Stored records
↓↓↓

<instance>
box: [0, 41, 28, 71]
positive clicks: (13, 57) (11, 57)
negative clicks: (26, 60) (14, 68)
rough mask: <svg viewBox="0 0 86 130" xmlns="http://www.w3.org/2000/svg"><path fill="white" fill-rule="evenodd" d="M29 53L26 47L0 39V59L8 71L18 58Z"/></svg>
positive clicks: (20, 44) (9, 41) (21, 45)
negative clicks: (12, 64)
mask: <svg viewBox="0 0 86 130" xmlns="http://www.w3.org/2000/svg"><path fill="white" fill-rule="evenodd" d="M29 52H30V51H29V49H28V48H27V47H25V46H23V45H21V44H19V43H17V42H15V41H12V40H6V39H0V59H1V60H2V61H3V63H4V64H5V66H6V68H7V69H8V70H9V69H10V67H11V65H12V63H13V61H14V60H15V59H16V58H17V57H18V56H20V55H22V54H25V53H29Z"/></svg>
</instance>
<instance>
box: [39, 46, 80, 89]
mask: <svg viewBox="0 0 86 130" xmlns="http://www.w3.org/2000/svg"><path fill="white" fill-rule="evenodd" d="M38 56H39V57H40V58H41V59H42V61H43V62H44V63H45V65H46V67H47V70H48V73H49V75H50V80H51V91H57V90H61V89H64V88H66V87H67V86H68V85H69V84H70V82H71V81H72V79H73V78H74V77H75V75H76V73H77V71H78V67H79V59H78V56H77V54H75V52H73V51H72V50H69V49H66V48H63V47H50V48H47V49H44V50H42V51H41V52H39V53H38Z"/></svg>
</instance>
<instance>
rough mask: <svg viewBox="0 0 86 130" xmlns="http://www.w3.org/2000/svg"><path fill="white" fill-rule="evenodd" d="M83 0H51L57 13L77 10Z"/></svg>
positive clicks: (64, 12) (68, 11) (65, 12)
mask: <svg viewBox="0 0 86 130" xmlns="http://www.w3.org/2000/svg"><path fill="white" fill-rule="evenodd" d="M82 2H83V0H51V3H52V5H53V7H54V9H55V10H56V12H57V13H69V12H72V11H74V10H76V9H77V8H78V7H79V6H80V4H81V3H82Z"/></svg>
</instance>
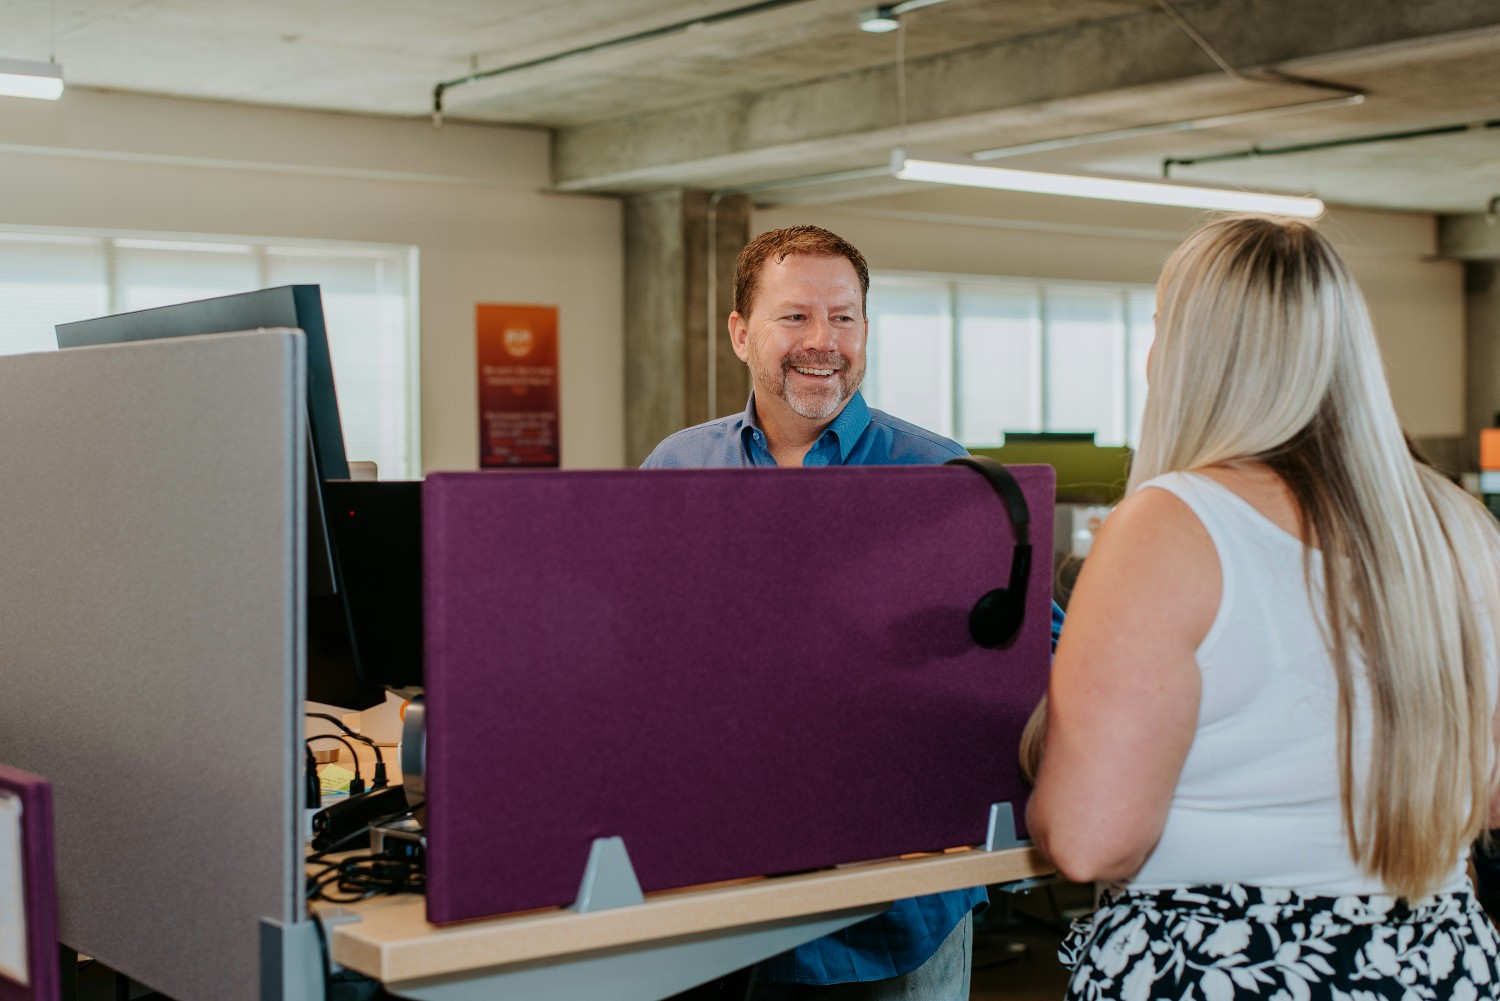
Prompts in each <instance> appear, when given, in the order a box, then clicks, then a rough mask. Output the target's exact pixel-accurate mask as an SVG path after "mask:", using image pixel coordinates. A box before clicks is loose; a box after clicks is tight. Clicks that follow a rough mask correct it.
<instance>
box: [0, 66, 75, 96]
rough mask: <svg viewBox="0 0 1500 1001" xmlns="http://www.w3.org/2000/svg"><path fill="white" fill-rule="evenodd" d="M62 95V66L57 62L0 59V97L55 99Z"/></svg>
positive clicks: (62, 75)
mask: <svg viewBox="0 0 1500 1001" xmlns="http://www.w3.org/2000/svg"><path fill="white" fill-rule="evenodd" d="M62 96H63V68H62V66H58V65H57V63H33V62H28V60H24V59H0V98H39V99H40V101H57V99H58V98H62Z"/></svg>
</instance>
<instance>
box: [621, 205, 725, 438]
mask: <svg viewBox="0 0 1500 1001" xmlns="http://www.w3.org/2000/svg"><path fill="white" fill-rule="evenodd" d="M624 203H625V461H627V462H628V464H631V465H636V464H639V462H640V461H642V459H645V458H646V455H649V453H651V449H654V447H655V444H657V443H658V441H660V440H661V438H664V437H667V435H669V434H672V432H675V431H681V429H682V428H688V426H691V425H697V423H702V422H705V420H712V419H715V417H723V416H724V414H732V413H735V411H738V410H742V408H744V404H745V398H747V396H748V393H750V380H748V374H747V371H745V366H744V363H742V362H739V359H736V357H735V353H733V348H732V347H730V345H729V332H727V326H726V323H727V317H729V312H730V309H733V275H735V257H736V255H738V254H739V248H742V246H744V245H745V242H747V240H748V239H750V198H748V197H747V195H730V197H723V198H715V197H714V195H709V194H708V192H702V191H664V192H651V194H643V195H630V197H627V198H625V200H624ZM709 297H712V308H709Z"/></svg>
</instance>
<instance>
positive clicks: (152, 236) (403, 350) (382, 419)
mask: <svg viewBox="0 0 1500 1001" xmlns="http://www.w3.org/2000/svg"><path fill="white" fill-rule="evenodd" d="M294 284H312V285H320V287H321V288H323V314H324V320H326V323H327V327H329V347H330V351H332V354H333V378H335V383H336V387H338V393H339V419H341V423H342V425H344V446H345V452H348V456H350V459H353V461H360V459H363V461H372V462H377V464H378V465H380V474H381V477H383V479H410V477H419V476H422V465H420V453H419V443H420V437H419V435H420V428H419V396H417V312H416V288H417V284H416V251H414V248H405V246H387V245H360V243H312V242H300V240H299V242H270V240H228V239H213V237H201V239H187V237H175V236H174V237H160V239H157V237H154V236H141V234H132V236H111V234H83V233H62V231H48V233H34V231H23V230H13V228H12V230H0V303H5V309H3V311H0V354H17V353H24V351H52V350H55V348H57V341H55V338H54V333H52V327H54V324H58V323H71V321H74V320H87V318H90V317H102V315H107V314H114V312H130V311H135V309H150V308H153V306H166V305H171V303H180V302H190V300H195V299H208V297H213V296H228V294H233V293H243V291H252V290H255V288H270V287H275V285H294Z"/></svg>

↑↑↑

- _What you have to do_: Every record above should be transcribed exactly; the pictures stay out of the copy.

- _Answer area_:
<instance>
box: [0, 41, 28, 71]
positive clicks: (13, 57) (11, 57)
negative clicks: (26, 60) (14, 68)
rough mask: <svg viewBox="0 0 86 130" xmlns="http://www.w3.org/2000/svg"><path fill="white" fill-rule="evenodd" d="M29 53L26 47L0 39V59L8 71L18 58Z"/></svg>
positive clicks: (20, 44) (9, 41) (21, 45)
negative clicks: (12, 64)
mask: <svg viewBox="0 0 86 130" xmlns="http://www.w3.org/2000/svg"><path fill="white" fill-rule="evenodd" d="M29 52H30V51H29V49H28V48H27V47H25V46H23V45H21V44H19V43H17V42H15V41H12V40H6V39H0V59H1V60H2V61H3V63H4V64H5V66H6V68H7V69H8V70H9V69H10V67H11V65H12V63H13V61H14V60H15V59H16V58H17V57H18V56H20V55H22V54H25V53H29Z"/></svg>
</instance>
<instance>
box: [39, 46, 80, 89]
mask: <svg viewBox="0 0 86 130" xmlns="http://www.w3.org/2000/svg"><path fill="white" fill-rule="evenodd" d="M38 56H39V57H40V58H41V59H42V61H43V62H44V63H45V65H46V67H47V70H48V73H49V75H50V80H51V91H57V90H61V89H64V88H66V87H67V86H68V85H69V84H70V82H71V81H72V79H73V78H74V77H75V75H76V73H77V71H78V67H79V59H78V56H77V54H75V52H73V51H72V50H69V49H66V48H63V47H50V48H47V49H44V50H42V51H41V52H39V53H38Z"/></svg>
</instance>
<instance>
rough mask: <svg viewBox="0 0 86 130" xmlns="http://www.w3.org/2000/svg"><path fill="white" fill-rule="evenodd" d="M83 0H51L57 13L77 10Z"/></svg>
positive clicks: (64, 12) (68, 11) (65, 12)
mask: <svg viewBox="0 0 86 130" xmlns="http://www.w3.org/2000/svg"><path fill="white" fill-rule="evenodd" d="M82 2H83V0H51V3H52V5H53V7H54V9H55V10H56V12H57V13H69V12H72V11H74V10H76V9H77V8H78V7H79V6H80V4H81V3H82Z"/></svg>
</instance>
Prompts in each <instance> appear, when given, in the order a box, then clicks, then a rough mask. Output the target's exact pixel-accurate mask as an SVG path after "mask:", using image pixel coordinates. A box before clicks is loose; a box after clicks is tight. Clicks that follow a rough mask correct it.
<instance>
box: [0, 66, 75, 96]
rough mask: <svg viewBox="0 0 1500 1001" xmlns="http://www.w3.org/2000/svg"><path fill="white" fill-rule="evenodd" d="M62 95V66L57 62L0 59V97L55 99Z"/></svg>
positive clicks: (62, 75)
mask: <svg viewBox="0 0 1500 1001" xmlns="http://www.w3.org/2000/svg"><path fill="white" fill-rule="evenodd" d="M62 96H63V68H62V66H58V65H57V63H33V62H28V60H24V59H0V98H39V99H40V101H57V99H58V98H62Z"/></svg>
</instance>
<instance>
box: [621, 205, 725, 438]
mask: <svg viewBox="0 0 1500 1001" xmlns="http://www.w3.org/2000/svg"><path fill="white" fill-rule="evenodd" d="M624 203H625V461H627V462H628V464H631V465H636V464H639V462H640V461H642V459H645V458H646V455H649V453H651V449H654V447H655V444H657V443H658V441H660V440H661V438H664V437H667V435H669V434H672V432H675V431H681V429H682V428H688V426H691V425H697V423H702V422H705V420H712V419H715V417H723V416H724V414H732V413H735V411H738V410H742V408H744V404H745V398H747V396H748V393H750V380H748V374H747V371H745V366H744V363H742V362H739V359H736V357H735V353H733V348H732V347H730V345H729V332H727V326H726V323H727V317H729V312H730V309H733V275H735V257H736V255H738V254H739V248H742V246H744V245H745V242H747V240H748V239H750V198H748V197H747V195H730V197H723V198H715V197H714V195H709V194H708V192H702V191H664V192H651V194H643V195H630V197H627V198H625V200H624ZM709 297H712V308H709Z"/></svg>
</instance>
<instance>
positive clicks: (152, 236) (403, 350) (382, 419)
mask: <svg viewBox="0 0 1500 1001" xmlns="http://www.w3.org/2000/svg"><path fill="white" fill-rule="evenodd" d="M294 284H312V285H320V287H321V288H323V314H324V320H326V323H327V327H329V347H330V351H332V354H333V378H335V383H336V387H338V393H339V419H341V423H342V425H344V446H345V452H348V456H350V459H353V461H360V459H363V461H372V462H377V464H378V465H380V474H381V477H383V479H410V477H419V476H422V465H420V453H419V443H420V437H419V435H420V428H419V396H417V312H416V288H417V284H416V251H414V248H405V246H387V245H360V243H312V242H300V240H299V242H270V240H228V239H213V237H201V239H187V237H175V236H174V237H160V239H157V237H154V236H141V234H132V236H111V234H83V233H62V231H48V233H34V231H23V230H13V228H12V230H0V303H5V309H3V311H0V354H17V353H24V351H52V350H55V348H57V341H55V338H54V333H52V327H54V324H58V323H71V321H74V320H87V318H90V317H102V315H107V314H114V312H130V311H135V309H150V308H153V306H166V305H171V303H180V302H190V300H195V299H208V297H213V296H228V294H233V293H243V291H252V290H255V288H270V287H275V285H294Z"/></svg>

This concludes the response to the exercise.